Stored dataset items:
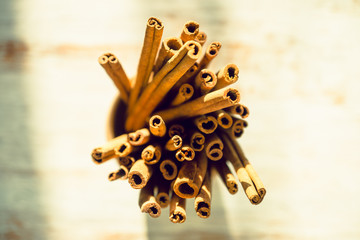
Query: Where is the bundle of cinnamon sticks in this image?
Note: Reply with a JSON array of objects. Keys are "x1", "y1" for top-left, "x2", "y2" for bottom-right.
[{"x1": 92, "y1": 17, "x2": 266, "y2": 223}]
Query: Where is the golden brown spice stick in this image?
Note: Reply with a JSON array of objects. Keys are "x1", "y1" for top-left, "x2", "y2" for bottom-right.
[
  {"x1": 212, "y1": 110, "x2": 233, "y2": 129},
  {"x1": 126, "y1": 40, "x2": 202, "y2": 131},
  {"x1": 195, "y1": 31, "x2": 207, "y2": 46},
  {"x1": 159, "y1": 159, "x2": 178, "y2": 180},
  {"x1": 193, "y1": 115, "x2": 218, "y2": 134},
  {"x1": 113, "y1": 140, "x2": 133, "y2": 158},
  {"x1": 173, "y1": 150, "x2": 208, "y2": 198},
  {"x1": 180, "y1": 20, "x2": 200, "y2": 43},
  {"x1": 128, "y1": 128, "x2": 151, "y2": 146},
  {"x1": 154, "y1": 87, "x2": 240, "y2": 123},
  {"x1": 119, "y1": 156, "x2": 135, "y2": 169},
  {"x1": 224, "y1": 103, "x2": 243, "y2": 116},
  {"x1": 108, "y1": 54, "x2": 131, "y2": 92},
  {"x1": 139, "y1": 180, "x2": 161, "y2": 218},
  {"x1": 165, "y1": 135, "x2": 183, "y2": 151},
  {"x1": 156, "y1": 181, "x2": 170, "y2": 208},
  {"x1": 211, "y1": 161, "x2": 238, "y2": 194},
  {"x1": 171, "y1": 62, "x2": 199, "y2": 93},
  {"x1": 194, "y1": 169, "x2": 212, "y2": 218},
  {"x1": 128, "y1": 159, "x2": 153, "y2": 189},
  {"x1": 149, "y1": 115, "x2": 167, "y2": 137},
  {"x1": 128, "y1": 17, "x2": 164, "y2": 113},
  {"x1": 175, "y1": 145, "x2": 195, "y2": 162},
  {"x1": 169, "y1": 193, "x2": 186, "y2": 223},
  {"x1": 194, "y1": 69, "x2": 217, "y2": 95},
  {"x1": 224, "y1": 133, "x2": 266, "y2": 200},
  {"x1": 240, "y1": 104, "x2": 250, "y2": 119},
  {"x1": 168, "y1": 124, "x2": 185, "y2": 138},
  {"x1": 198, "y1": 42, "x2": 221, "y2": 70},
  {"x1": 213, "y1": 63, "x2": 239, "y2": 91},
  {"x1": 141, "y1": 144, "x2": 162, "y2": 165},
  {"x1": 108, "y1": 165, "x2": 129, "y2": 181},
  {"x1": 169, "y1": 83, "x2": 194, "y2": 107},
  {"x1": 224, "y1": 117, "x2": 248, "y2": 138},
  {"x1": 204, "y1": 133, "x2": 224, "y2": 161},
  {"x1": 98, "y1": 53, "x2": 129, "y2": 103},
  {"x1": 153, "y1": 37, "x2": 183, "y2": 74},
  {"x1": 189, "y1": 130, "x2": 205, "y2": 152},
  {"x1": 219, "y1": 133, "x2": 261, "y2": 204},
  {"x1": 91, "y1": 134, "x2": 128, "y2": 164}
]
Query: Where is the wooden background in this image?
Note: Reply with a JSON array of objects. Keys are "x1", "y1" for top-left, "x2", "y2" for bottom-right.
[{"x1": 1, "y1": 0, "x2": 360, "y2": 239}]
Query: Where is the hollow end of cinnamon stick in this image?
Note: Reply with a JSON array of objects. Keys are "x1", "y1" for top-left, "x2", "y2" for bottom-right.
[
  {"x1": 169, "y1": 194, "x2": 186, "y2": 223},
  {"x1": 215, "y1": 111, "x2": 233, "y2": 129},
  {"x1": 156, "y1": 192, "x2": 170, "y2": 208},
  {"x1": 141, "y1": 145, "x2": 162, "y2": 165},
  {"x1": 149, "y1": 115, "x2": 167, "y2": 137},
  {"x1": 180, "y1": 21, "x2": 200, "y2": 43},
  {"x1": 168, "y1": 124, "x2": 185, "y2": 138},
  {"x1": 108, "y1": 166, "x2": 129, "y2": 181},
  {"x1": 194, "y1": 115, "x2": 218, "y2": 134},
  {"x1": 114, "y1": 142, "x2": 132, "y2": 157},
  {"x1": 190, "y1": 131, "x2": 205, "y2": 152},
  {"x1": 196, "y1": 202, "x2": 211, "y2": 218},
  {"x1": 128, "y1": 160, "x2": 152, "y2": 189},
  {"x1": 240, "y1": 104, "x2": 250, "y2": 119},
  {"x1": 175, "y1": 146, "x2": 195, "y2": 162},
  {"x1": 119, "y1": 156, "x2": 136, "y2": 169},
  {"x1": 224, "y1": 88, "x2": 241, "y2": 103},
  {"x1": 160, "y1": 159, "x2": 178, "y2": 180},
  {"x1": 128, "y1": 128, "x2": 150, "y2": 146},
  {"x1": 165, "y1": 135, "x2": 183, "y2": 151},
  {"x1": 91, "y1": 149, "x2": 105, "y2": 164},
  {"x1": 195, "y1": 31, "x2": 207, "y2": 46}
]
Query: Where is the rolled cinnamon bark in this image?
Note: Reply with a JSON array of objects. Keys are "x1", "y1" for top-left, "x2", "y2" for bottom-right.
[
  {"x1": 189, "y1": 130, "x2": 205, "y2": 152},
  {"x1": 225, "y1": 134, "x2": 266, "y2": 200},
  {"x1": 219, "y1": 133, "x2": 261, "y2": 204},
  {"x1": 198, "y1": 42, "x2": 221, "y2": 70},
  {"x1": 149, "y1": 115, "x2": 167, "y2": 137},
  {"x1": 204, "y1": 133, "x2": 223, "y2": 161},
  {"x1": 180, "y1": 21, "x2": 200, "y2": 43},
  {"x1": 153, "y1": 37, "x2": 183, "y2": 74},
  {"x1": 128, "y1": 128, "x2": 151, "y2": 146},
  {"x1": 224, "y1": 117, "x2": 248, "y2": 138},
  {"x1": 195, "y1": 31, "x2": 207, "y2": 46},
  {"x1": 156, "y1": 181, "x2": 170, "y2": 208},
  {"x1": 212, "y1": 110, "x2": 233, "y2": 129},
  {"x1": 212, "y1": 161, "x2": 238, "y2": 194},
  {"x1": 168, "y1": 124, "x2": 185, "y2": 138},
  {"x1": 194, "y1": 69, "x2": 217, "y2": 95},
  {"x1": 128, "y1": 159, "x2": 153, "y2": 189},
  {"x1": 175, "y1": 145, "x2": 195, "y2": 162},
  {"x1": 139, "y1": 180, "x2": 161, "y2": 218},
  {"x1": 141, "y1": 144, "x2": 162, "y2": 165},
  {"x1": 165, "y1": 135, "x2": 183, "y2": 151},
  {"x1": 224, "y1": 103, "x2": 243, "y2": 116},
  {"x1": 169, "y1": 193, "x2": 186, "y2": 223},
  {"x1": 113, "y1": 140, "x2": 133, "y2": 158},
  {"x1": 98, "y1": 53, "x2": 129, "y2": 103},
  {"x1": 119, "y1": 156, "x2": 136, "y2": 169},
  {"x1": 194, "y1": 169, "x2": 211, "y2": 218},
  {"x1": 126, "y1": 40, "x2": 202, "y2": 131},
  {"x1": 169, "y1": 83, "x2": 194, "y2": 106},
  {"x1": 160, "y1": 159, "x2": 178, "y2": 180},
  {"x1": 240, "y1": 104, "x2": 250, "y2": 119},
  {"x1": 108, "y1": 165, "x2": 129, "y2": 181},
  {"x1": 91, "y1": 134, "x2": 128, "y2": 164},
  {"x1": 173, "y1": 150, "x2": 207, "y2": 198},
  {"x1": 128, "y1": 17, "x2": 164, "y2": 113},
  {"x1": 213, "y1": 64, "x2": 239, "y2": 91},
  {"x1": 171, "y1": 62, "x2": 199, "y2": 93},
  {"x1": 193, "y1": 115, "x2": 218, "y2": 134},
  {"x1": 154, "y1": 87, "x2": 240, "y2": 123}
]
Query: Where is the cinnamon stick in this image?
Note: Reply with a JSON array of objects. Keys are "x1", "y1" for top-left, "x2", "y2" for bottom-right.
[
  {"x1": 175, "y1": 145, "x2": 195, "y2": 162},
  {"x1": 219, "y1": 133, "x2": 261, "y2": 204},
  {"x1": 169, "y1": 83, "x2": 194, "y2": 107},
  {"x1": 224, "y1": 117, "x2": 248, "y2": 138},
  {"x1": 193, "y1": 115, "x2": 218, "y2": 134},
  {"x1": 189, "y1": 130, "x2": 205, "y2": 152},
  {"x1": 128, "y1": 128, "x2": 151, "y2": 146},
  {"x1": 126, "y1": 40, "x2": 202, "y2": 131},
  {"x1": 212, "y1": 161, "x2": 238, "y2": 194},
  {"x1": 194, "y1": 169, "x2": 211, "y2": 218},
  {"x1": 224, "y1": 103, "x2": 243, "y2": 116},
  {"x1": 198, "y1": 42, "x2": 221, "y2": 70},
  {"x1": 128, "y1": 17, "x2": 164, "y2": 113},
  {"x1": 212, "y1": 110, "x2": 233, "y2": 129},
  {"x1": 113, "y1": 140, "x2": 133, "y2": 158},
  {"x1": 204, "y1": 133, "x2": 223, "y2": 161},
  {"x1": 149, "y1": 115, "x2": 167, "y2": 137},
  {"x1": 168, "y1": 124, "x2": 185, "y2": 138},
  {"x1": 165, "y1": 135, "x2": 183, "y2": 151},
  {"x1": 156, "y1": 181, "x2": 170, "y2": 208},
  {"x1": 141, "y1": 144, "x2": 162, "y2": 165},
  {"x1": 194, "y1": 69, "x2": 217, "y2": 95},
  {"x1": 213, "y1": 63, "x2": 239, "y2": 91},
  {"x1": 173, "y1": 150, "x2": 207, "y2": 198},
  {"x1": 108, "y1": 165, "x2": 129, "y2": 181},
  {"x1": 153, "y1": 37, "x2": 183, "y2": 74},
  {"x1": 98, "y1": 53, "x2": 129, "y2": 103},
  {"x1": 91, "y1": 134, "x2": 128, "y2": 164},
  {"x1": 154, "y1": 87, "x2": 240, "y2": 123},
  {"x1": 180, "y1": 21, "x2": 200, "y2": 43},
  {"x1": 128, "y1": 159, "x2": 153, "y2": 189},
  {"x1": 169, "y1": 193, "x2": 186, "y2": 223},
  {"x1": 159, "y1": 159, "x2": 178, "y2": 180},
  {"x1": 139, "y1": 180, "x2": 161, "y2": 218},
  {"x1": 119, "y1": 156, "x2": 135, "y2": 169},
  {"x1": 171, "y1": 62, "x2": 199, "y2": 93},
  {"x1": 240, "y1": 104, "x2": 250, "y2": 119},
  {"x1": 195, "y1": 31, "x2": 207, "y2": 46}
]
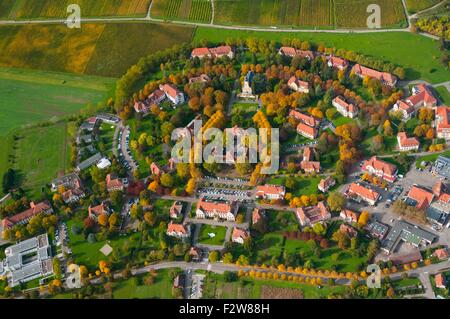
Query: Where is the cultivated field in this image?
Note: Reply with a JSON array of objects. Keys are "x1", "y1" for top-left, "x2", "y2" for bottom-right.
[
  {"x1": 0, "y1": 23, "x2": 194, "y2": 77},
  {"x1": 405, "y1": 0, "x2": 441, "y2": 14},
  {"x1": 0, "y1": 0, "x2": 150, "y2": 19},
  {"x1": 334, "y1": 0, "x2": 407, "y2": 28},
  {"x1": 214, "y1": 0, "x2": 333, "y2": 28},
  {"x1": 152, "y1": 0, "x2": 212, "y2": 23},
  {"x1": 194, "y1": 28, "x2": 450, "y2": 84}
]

**Assignment**
Print the data above exactly, from its first line to the line bearing "Query: Where is the golden" inclusive, and keep pictures out of the result.

**Response to the task**
Query: Where is the bundle of cinnamon sticks in this image?
Note: Reply with a JSON array of objects. Keys are "x1", "y1" for top-left, "x2", "y2" for bottom-right.
[{"x1": 92, "y1": 17, "x2": 266, "y2": 223}]
Query: Where is the golden brown spice stick in this image?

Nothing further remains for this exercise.